GIVEN PASSAGE —

● ● ● ● ●

Washington, DC: India will grant the United States some limited access to its market for agricultural products but maintain key protections, officials from the two countries said on Tuesday as the outlines of a tariff-reducing trade deal between US President Donald Trump and Indian President Narendra Modi started to emerge.
US trade representative Jamieson Greer told CNBC that the deal would reduce India’s tariffs on American industrial goods to zero from about 13.5% and eliminate duties on US tree nuts, fruits, vegetables, wine and spirits. In exchange, the United States will reduce its tariffs on Indian goods to 18% from 50%.
The agreement hands Trump a welcome economic and foreign policy win on the trade front amid domestic political turmoil after the killing of two US citizens by federal agents during a crackdown on immigrants in Minneapolis.
An Indian government official told Reuters on Tuesday that India would gradually ramp up purchases of U.S. petroleum, aircraft, defense and telecom goods and pharmaceuticals as part of the deal, which includes a multi-year commitment to buy $500 billion in American goods.
“It will be done over the years,” the official said, adding that a more comprehensive pact between the world’s two largest democracies would be negotiated over the coming months.
The deal does include an immediate reduction in tariffs on American cars, the official added.
Reports said neither side provided a start date for the trade deal. Greer said that US and Indian officials were still putting terms on paper. A US official said the goal was to complete that work this week or soon thereafter.
The deal also calls for India to halt its purchases of Russian oil in exchange for lowering U.S. tariffs on Indian goods and eliminating a 25% punitive duty related to Russian oil that Trump imposed last August.
That move was aided by US moves to ease sanctions on the sale of Venezuelan oil and an explicit offer by the United States to India to resume its purchases, the U.S. official said.
“It’s objectively a big deal that we locked down a trade deal with India and resolved this longstanding oil issue that the former Biden administration had also raised,” the official said. “There’s two historic outcomes that came out of this.”

● ● ● ● ●

TASKS —
a) Write out the section of the trade deal article that opens with the words containing "The agreement hands" and closes with "in American goods.".
b) Answer these questions from the trade deal article.
(i) To what rate will the United States lower its tariffs on Indian goods?
(ii) What dollar amount of American goods does India commit to buy over several years?
(iii) How large is the punitive duty related to Russian oil that the deal eliminates?

● ● ● ● ●

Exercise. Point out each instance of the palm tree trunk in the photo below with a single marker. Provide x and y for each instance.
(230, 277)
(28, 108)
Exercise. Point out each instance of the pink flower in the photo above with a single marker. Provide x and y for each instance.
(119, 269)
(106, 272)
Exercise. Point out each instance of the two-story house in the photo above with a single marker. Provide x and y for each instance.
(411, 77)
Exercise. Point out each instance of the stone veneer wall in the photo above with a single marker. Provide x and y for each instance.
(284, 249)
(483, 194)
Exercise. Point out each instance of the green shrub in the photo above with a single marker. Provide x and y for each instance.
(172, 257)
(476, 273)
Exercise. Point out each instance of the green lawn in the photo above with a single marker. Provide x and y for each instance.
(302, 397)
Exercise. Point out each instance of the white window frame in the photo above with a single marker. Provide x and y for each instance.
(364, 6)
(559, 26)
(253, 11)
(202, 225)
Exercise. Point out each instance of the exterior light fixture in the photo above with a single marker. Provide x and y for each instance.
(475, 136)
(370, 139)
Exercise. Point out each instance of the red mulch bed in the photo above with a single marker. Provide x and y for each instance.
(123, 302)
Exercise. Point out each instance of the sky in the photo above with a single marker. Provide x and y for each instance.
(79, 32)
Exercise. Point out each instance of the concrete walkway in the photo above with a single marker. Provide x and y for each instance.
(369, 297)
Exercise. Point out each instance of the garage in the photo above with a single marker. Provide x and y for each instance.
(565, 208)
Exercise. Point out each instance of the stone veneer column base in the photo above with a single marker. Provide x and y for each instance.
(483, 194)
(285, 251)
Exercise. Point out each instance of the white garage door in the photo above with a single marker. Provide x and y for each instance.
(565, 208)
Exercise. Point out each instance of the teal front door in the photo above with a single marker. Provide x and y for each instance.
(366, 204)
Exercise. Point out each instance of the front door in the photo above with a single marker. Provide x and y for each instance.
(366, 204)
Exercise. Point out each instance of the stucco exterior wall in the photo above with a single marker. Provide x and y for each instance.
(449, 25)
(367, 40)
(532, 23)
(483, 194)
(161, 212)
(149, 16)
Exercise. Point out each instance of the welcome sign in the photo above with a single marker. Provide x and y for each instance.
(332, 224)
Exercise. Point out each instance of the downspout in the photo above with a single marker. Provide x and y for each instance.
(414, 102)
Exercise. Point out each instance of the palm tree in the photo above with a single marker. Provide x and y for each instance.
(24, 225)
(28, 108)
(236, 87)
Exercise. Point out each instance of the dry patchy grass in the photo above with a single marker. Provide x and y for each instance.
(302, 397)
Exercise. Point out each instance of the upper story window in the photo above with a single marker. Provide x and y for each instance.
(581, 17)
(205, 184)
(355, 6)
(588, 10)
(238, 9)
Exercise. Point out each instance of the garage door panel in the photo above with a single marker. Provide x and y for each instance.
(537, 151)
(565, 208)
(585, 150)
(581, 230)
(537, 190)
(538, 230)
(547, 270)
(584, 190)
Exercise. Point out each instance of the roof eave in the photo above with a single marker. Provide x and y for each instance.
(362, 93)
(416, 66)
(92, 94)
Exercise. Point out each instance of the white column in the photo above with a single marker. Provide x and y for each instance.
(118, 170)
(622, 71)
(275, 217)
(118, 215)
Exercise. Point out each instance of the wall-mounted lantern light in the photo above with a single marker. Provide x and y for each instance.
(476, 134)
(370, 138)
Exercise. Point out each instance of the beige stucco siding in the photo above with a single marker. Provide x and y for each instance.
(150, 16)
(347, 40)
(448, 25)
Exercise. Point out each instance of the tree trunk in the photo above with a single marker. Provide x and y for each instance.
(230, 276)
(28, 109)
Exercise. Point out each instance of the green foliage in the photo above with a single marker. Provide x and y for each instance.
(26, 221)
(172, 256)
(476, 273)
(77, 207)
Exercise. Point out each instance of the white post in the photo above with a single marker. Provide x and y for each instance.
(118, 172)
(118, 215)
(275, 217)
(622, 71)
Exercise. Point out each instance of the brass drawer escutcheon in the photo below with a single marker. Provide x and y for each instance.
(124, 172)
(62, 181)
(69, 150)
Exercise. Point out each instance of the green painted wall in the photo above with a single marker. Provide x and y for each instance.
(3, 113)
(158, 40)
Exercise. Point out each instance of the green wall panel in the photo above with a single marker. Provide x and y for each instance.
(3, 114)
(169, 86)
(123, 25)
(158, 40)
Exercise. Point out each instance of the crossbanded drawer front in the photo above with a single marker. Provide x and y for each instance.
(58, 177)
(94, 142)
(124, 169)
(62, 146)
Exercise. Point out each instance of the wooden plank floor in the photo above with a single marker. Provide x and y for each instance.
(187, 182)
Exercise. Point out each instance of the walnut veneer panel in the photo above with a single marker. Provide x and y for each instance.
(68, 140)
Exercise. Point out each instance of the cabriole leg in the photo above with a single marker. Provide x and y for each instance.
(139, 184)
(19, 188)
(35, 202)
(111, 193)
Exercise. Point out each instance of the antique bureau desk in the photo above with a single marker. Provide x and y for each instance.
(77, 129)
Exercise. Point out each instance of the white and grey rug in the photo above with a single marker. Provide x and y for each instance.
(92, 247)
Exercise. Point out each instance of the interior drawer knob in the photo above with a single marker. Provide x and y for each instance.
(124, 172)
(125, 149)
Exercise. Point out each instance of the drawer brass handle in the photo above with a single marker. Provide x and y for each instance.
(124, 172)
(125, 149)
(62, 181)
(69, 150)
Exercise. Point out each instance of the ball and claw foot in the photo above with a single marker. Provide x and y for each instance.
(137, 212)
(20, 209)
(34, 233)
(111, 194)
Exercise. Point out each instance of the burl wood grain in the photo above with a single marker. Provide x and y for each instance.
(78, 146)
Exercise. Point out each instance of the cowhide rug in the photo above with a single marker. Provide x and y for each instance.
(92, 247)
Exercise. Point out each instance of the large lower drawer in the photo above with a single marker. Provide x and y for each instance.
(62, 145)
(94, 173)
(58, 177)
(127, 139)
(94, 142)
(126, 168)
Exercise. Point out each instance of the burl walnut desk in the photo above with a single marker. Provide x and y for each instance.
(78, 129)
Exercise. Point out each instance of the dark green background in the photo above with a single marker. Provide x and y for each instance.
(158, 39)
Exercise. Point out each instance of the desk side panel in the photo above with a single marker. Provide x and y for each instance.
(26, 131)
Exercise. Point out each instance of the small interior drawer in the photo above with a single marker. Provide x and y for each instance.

● ● ● ● ●

EXERCISE ANSWERS —
a)
The agreement hands Trump a welcome economic and foreign policy win on the trade front amid domestic political turmoil after the killing of two US citizens by federal agents during a crackdown on immigrants in Minneapolis.
An Indian government official told Reuters on Tuesday that India would gradually ramp up purchases of U.S. petroleum, aircraft, defense and telecom goods and pharmaceuticals as part of the deal, which includes a multi-year commitment to buy $500 billion in American goods.

b)
(i) 18%, down from 50%.
(ii) $500 billion.
(iii) 25%.